THE INFORMATION CONTAINED IN TA'S PERIODIC REPORTS, INCLUDING TA'S ANNUAL REPORT ON FORM 10-K FOR THE YEAR ENDED DECEMBER 31, 2017, WHICH HAS BEEN FILED WITH THE U.S. SECURITIES AND EXCHANGE COMMISSION, OR SEC, AND TA'S QUARTERLY REPORTS ON FORM 10-Q FOR THE PERIODS ENDED MARCH 31, 2018 AND JUNE 30, 2018, WHICH HAVE BEEN FILED WITH THE SEC, UNDER THE CAPTION "RISK FACTORS," OR ELSEWHERE IN THOSE REPORTS, OR INCORPORATED THEREIN, IDENTIFY OTHER IMPORTANT FACTORS THAT COULD CAUSE DIFFERENCES FROM TA'S FORWARD LOOKING STATEMENTS. TA'S FILINGS WITH THE SEC ARE AVAILABLE ON THE SEC'S WEBSITE AT WWW.SEC.GOV.

YOU SHOULD NOT PLACE UNDUE RELIANCE UPON FORWARD LOOKING STATEMENTS.

EXCEPT AS REQUIRED BY LAW, TA DOES NOT INTEND TO UPDATE OR CHANGE ANY FORWARD LOOKING STATEMENT AS A RESULT OF NEW INFORMATION, FUTURE EVENTS OR OTHERWISE.

TRAVELCENTERS OF AMERICA LLC
RECONCILIATION OF NON-GAAP FINANCIAL MEASURE
RELATED TO SALE OF CONVENIENCE STORE BUSINESS
(in millions)
○ ○ ○ ○
_TASK LIST:_
a - Decide whether each statement agrees with the TravelCenters of America disclaimer, answering yes or no and quoting the words that settle it: (i) TA's SEC filings can be found on the SEC's website at www.sec.gov; (ii) TA intends to update its forward-looking statements when new information becomes available; (iii) the quarterly reports mentioned cover the periods ended March 31, 2018 and September 30, 2018.
b - Echo the TravelCenters of America disclaimer word for word, starting with "THE INFORMATION CONTAINED" and going on through "EVENTS OR OTHERWISE.".
The rows that follow were taken from a separate source.

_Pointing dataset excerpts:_
○ ○ ○ ○
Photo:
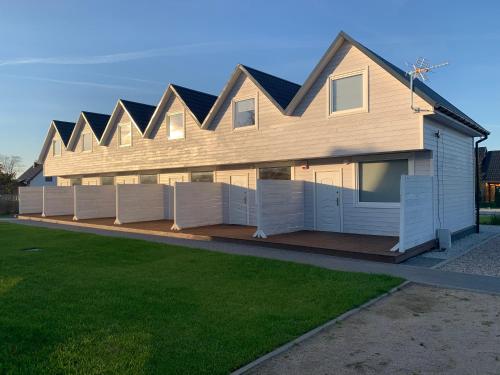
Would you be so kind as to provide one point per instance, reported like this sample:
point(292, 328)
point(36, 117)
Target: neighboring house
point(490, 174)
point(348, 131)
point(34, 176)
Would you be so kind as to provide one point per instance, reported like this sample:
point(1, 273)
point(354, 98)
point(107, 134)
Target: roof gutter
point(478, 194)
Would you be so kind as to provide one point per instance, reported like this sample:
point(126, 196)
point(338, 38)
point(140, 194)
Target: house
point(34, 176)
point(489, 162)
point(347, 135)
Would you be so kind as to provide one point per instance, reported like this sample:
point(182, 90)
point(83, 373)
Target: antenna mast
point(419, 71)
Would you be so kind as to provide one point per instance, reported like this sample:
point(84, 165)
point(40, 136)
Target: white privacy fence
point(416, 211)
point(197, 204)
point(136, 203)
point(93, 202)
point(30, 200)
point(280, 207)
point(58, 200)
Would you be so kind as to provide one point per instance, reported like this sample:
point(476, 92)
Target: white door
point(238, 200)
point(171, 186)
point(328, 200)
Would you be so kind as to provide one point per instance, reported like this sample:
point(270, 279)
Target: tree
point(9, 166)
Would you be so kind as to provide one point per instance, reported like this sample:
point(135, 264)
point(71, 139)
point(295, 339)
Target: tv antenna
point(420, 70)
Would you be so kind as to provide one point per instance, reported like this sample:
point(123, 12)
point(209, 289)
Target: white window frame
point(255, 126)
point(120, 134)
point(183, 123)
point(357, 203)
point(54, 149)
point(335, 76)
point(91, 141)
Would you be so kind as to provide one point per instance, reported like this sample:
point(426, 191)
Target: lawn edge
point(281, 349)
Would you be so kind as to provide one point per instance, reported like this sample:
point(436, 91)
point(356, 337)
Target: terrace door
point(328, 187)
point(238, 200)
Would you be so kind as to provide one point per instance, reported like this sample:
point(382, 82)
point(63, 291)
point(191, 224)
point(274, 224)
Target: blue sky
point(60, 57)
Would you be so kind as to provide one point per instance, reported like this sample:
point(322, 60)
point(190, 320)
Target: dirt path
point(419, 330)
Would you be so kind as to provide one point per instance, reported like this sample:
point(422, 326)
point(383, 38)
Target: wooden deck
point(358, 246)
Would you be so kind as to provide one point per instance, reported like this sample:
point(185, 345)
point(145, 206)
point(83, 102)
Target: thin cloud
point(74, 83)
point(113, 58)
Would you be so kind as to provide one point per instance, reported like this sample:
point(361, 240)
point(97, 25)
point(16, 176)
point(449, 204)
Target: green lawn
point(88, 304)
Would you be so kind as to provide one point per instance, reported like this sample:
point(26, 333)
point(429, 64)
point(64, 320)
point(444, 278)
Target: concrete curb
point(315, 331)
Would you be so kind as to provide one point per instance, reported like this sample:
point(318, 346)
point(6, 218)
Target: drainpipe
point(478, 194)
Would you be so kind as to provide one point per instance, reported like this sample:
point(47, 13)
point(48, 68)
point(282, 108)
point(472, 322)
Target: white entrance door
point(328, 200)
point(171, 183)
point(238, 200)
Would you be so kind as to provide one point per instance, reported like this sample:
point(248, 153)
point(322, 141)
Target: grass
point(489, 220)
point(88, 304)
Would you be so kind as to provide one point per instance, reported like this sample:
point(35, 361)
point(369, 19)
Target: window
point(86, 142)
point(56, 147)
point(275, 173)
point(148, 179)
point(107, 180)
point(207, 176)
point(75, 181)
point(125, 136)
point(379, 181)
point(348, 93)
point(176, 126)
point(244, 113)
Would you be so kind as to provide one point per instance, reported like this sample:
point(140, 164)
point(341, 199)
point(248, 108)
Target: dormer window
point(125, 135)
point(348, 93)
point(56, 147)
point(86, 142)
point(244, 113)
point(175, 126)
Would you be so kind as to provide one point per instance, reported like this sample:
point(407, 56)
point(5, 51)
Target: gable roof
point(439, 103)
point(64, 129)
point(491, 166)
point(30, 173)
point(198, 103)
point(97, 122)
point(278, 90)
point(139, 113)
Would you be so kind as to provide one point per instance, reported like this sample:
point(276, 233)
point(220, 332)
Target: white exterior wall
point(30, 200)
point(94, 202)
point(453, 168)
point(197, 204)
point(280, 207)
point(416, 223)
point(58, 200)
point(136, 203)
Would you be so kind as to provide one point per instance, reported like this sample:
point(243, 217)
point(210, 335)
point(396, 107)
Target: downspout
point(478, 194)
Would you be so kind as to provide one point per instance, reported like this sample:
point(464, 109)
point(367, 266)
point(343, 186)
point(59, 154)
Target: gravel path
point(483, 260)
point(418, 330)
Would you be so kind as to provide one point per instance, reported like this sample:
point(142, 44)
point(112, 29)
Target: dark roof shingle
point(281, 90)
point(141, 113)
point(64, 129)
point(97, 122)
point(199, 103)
○ ○ ○ ○
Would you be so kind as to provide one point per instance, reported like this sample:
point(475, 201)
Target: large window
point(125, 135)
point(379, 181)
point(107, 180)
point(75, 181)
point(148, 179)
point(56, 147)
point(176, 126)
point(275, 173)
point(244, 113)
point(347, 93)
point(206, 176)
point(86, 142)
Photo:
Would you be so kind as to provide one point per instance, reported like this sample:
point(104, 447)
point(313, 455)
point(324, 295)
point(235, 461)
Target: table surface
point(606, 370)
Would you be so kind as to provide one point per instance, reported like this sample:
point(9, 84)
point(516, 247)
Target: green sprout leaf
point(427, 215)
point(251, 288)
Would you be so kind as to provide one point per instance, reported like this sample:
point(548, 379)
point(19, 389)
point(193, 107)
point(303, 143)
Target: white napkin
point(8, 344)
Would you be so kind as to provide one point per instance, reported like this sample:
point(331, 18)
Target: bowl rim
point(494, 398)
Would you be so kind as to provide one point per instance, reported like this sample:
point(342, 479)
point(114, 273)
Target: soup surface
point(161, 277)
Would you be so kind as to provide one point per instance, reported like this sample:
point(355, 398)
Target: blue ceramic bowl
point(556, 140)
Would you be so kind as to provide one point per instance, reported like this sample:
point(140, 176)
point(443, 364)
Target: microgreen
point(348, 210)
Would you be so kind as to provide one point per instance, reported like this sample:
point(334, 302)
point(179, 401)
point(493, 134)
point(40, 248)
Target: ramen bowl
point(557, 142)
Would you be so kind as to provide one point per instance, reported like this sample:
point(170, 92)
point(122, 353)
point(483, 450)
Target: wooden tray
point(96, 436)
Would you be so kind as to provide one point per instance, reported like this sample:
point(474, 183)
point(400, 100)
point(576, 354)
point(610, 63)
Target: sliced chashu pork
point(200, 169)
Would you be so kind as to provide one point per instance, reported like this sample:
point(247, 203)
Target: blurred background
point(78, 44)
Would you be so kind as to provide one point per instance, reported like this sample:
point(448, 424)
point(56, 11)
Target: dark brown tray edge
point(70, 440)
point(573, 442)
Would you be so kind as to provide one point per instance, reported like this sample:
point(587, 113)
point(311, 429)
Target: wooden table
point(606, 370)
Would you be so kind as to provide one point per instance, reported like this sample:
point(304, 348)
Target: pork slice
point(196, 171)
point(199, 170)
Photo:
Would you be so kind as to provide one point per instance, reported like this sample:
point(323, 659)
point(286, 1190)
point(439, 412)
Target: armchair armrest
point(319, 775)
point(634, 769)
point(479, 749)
○ ○ ○ ○
_EXERCISE RESULTS:_
a -
(i) Yes: "TA'S FILINGS WITH THE SEC ARE AVAILABLE ON THE SEC'S WEBSITE AT WWW.SEC.GOV."
(ii) No: "EXCEPT AS REQUIRED BY LAW, TA DOES NOT INTEND TO UPDATE OR CHANGE ANY FORWARD LOOKING STATEMENT AS A RESULT OF NEW INFORMATION, FUTURE EVENTS OR OTHERWISE."
(iii) No: "FOR THE PERIODS ENDED MARCH 31, 2018 AND JUNE 30, 2018"

b -
THE INFORMATION CONTAINED IN TA'S PERIODIC REPORTS, INCLUDING TA'S ANNUAL REPORT ON FORM 10-K FOR THE YEAR ENDED DECEMBER 31, 2017, WHICH HAS BEEN FILED WITH THE U.S. SECURITIES AND EXCHANGE COMMISSION, OR SEC, AND TA'S QUARTERLY REPORTS ON FORM 10-Q FOR THE PERIODS ENDED MARCH 31, 2018 AND JUNE 30, 2018, WHICH HAVE BEEN FILED WITH THE SEC, UNDER THE CAPTION "RISK FACTORS," OR ELSEWHERE IN THOSE REPORTS, OR INCORPORATED THEREIN, IDENTIFY OTHER IMPORTANT FACTORS THAT COULD CAUSE DIFFERENCES FROM TA'S FORWARD LOOKING STATEMENTS. TA'S FILINGS WITH THE SEC ARE AVAILABLE ON THE SEC'S WEBSITE AT WWW.SEC.GOV.

YOU SHOULD NOT PLACE UNDUE RELIANCE UPON FORWARD LOOKING STATEMENTS.

EXCEPT AS REQUIRED BY LAW, TA DOES NOT INTEND TO UPDATE OR CHANGE ANY FORWARD LOOKING STATEMENT AS A RESULT OF NEW INFORMATION, FUTURE EVENTS OR OTHERWISE.